### What is required
Can you repeat word for word everything in the data below, from the line containing "Where can the ground" down to the end of the data? Leave the pictures out of your answer.

════

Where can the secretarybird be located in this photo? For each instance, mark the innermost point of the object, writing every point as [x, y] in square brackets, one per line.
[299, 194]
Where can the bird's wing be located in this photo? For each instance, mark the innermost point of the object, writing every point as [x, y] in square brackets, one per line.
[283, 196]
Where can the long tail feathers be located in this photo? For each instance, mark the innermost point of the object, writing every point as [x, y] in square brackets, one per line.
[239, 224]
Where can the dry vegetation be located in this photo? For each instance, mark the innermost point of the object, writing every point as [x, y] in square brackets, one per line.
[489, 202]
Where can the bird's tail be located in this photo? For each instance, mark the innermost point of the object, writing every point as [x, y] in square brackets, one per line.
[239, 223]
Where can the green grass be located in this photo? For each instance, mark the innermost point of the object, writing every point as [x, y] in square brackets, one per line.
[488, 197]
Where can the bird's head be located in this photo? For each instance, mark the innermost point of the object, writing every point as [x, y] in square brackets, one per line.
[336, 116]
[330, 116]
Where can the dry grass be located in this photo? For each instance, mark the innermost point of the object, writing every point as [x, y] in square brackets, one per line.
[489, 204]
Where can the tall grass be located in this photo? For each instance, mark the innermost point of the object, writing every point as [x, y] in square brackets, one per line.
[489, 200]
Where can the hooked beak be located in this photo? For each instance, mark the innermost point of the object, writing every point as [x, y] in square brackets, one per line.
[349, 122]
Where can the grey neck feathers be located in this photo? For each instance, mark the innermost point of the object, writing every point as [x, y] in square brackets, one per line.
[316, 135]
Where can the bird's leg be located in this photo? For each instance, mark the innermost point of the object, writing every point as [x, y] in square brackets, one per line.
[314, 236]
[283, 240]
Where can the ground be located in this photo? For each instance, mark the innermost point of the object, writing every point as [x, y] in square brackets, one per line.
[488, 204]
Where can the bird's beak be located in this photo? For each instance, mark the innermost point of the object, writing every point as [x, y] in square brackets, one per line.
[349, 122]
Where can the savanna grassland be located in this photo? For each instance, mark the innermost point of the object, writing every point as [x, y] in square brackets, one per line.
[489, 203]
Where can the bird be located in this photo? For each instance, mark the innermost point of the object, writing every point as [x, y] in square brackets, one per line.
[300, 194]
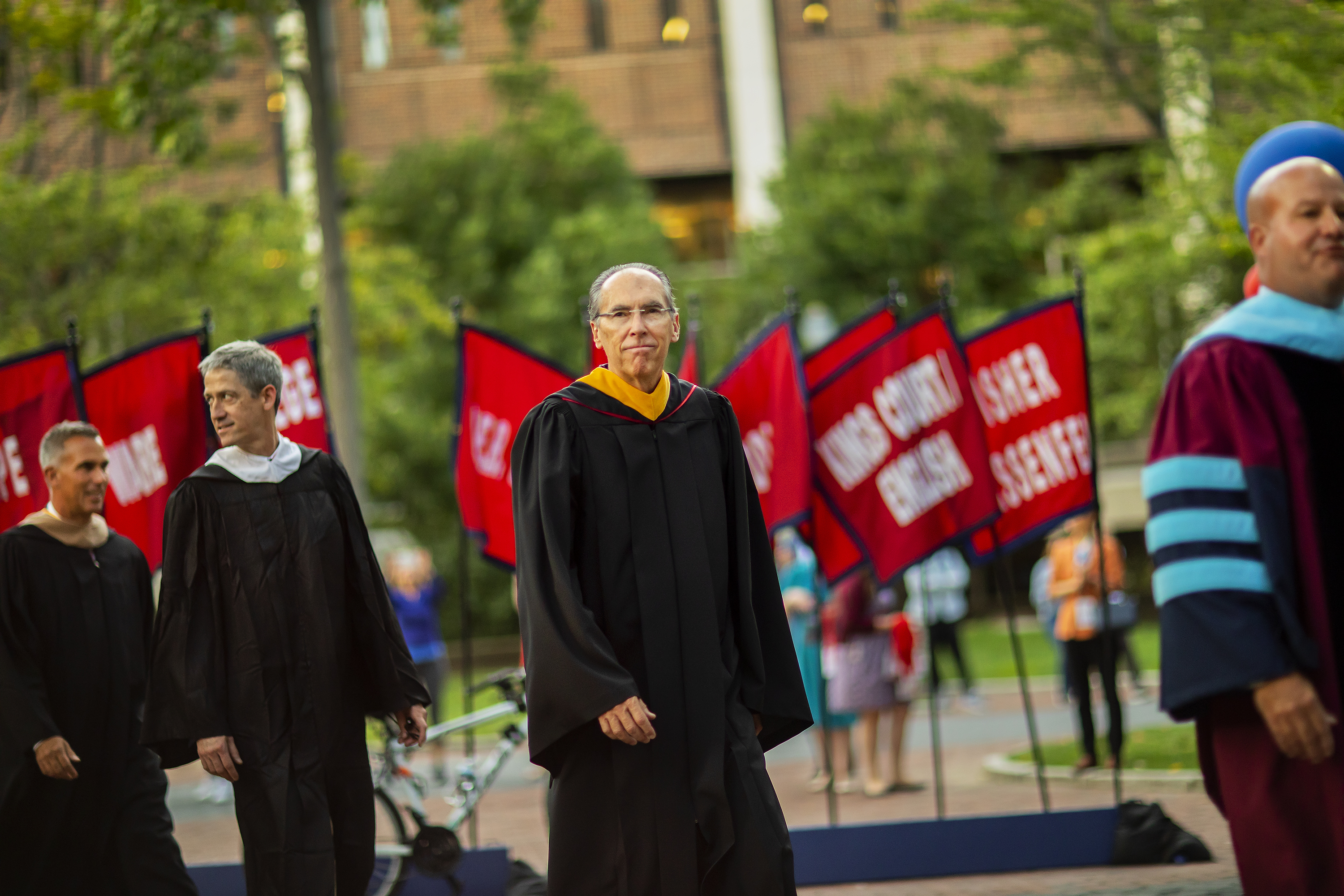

════

### Answer for this exercise
Where can the ground be located in this photo? For each instance, mark the innermost point of the object, writing every point as [x, y] in square brackets, one per line.
[488, 204]
Where can the bird's beak be located in this photo? For each instance, mark the innermost point of the object, writing every point as [x, y] in square brackets, one per line.
[349, 122]
Where can the savanna grassland be located in this photo? For each instance, mark the innermost point of the object, writing every point as [x, y] in square brackets, one per line.
[489, 203]
Where can the bird be located in this photo? For each instance, mark the innermost point of the object, writing every point as [x, y] in square brackets, one per line.
[300, 194]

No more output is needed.